▸ Collected data:

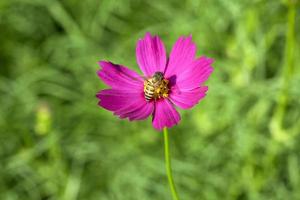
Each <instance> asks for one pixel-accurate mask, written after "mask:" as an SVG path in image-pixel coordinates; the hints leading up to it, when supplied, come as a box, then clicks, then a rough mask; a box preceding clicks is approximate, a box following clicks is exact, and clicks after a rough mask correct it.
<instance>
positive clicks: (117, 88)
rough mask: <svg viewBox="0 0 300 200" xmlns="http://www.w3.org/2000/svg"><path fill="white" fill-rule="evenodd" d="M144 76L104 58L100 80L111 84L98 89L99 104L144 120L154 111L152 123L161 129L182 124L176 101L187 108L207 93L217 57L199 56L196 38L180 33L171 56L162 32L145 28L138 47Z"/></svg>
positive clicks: (151, 113) (137, 57) (104, 82)
mask: <svg viewBox="0 0 300 200" xmlns="http://www.w3.org/2000/svg"><path fill="white" fill-rule="evenodd" d="M136 58H137V63H138V65H139V67H140V69H141V71H142V72H143V76H141V75H139V74H138V73H136V72H135V71H133V70H131V69H128V68H127V67H125V66H122V65H118V64H113V63H111V62H108V61H100V62H99V64H100V66H101V67H102V69H100V70H99V71H98V76H99V77H100V79H101V80H102V81H103V82H104V83H106V84H107V85H108V86H110V87H111V88H110V89H105V90H101V91H100V92H98V94H97V98H98V99H99V100H100V101H99V104H98V105H99V106H101V107H103V108H105V109H107V110H109V111H112V112H113V113H114V114H115V115H117V116H119V117H120V118H128V119H129V120H130V121H132V120H143V119H146V118H147V117H149V116H150V115H152V124H153V127H154V128H156V129H157V130H161V129H163V128H164V127H168V128H170V127H172V126H174V125H176V124H178V123H179V121H180V114H179V113H178V112H177V110H176V109H175V106H177V107H179V108H181V109H189V108H192V107H193V106H195V105H196V104H197V103H198V102H199V101H200V100H201V99H202V98H204V97H205V95H206V92H207V90H208V87H207V86H204V85H203V84H204V82H205V81H206V80H207V79H208V77H209V76H210V74H211V73H212V71H213V68H212V67H211V64H212V63H213V59H210V58H207V57H204V56H202V57H200V58H196V45H195V44H194V43H193V42H192V37H191V36H189V37H180V38H179V39H178V40H177V41H176V43H175V45H174V46H173V48H172V50H171V53H170V57H169V58H167V55H166V50H165V47H164V44H163V43H162V41H161V40H160V38H159V37H158V36H151V34H150V33H146V35H145V37H144V38H143V39H140V40H139V41H138V42H137V46H136Z"/></svg>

▸ What needs to be done: Retype the records above exactly, pictures omitted.

▸ Completed exercise:
Each <instance> asks for one pixel-accurate mask, written after "mask:" as an SVG path in image-pixel coordinates; the hints leading up to it, when supplied, come as a box, then clicks, then a rough mask; a box preceding clicks is approximate, a box following clicks is exact, and clicks after a rough mask correct it.
<instance>
positive clicks: (117, 88)
rough mask: <svg viewBox="0 0 300 200" xmlns="http://www.w3.org/2000/svg"><path fill="white" fill-rule="evenodd" d="M144 76L104 58L100 80L111 84L98 89L99 104L144 120L154 111L152 123L161 129L182 124L176 101L187 108L207 93L217 57L199 56L196 38L180 33L171 56L162 32L145 28L138 47Z"/></svg>
positive clicks: (151, 113) (137, 57) (104, 82)
mask: <svg viewBox="0 0 300 200" xmlns="http://www.w3.org/2000/svg"><path fill="white" fill-rule="evenodd" d="M136 58H137V63H138V65H139V67H140V69H141V71H142V72H143V76H141V75H139V74H138V73H136V72H135V71H133V70H131V69H128V68H127V67H125V66H122V65H118V64H113V63H111V62H108V61H100V62H99V64H100V66H101V67H102V69H100V70H99V71H98V76H99V77H100V79H101V80H102V81H103V82H104V83H106V84H107V85H108V86H110V87H111V88H110V89H105V90H101V91H100V92H98V94H97V98H98V99H99V100H100V101H99V104H98V105H99V106H101V107H103V108H105V109H107V110H109V111H112V112H113V113H114V114H115V115H117V116H119V117H120V118H128V119H129V120H130V121H132V120H143V119H146V118H147V117H149V116H150V115H152V124H153V127H154V128H156V129H157V130H161V129H163V128H164V127H168V128H170V127H172V126H174V125H176V124H178V123H179V121H180V114H179V113H178V112H177V110H176V109H175V106H177V107H179V108H181V109H189V108H192V107H193V106H195V105H196V104H197V103H198V102H199V101H200V100H201V99H202V98H204V97H205V95H206V92H207V90H208V87H207V86H204V85H203V84H204V82H205V81H206V80H207V79H208V77H209V76H210V74H211V73H212V71H213V68H212V67H211V64H212V63H213V59H210V58H207V57H204V56H202V57H200V58H196V45H195V44H194V43H193V42H192V37H191V36H189V37H180V38H179V39H178V40H177V41H176V43H175V45H174V46H173V48H172V50H171V53H170V57H169V58H167V55H166V50H165V47H164V44H163V43H162V41H161V40H160V38H159V37H158V36H151V34H150V33H146V35H145V37H144V38H143V39H140V40H139V41H138V42H137V46H136Z"/></svg>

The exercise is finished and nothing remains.